_WORK TO COMPLETE_
Which lines of the records contain the word "petal"? Extract each one in full, treating uppercase and lowercase as different.

## begin RECORDS FOR THE EXERCISE

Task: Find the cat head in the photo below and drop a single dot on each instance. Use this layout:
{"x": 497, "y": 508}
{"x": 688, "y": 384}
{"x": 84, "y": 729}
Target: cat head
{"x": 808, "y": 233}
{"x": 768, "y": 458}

## end RECORDS FOR THE EXERCISE
## begin RECORDS FOR THE EXERCISE

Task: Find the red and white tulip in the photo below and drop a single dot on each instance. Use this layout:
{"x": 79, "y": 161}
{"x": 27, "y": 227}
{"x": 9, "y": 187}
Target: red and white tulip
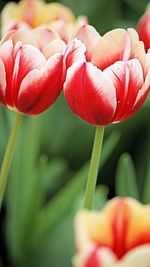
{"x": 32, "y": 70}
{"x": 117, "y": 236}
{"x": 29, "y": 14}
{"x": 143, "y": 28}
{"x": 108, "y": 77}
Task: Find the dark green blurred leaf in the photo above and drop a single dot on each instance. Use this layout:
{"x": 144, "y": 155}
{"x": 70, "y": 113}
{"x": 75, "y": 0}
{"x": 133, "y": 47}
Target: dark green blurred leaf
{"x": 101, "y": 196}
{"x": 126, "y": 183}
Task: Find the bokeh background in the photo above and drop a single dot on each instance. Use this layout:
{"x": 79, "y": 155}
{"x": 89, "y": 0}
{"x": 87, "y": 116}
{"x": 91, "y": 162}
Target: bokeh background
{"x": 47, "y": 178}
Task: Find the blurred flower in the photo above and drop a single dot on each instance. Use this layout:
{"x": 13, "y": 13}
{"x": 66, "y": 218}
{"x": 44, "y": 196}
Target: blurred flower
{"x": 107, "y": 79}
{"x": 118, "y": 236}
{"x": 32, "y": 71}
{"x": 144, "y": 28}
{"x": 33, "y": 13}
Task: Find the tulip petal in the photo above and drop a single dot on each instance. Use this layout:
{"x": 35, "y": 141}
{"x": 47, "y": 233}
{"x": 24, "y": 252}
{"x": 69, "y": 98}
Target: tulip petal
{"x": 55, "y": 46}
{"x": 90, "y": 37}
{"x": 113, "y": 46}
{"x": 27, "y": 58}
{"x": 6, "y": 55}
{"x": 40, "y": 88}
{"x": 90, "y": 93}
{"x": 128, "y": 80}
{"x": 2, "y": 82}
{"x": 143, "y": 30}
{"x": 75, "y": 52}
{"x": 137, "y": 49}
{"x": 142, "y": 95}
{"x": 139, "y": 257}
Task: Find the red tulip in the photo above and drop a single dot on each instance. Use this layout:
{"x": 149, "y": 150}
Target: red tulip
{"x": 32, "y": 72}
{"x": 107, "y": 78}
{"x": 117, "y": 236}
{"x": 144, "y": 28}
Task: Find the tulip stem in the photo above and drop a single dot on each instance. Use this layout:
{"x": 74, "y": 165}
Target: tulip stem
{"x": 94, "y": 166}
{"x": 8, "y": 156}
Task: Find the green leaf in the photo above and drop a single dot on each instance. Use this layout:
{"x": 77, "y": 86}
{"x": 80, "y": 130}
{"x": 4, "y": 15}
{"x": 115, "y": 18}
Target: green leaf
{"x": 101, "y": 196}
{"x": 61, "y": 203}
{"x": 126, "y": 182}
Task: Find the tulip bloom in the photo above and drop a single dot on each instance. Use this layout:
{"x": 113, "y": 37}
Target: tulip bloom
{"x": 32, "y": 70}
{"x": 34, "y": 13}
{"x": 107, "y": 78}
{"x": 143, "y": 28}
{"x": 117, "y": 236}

## end RECORDS FOR THE EXERCISE
## begin RECORDS FOR THE EXERCISE

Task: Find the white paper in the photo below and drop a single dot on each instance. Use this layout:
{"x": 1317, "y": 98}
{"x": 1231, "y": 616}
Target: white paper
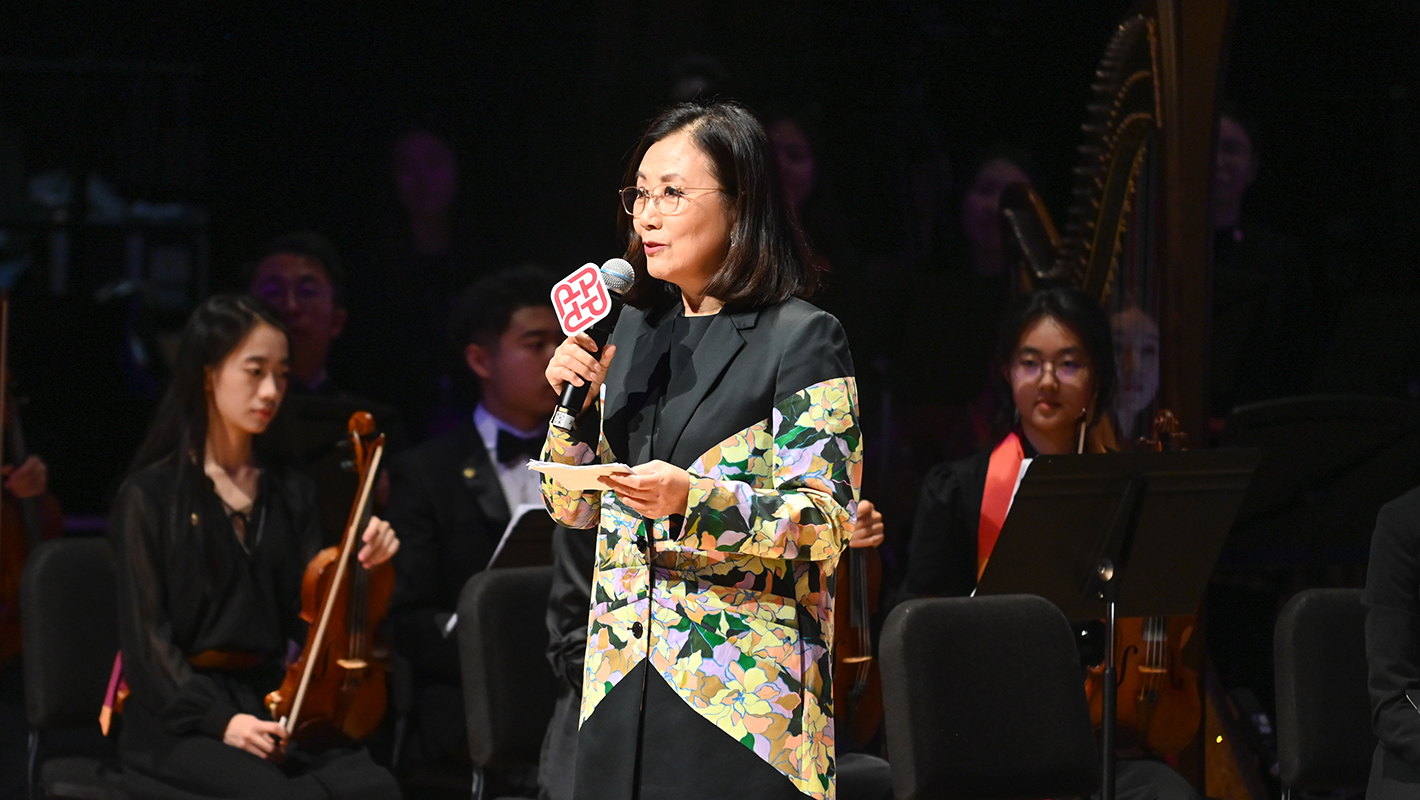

## end RECORDS FOR THE EXERCISE

_RESULT OF THE EXERCISE_
Task: Find the tulip petal in the photo above and drop a single dot on each instance. Use this layout:
Target: tulip petal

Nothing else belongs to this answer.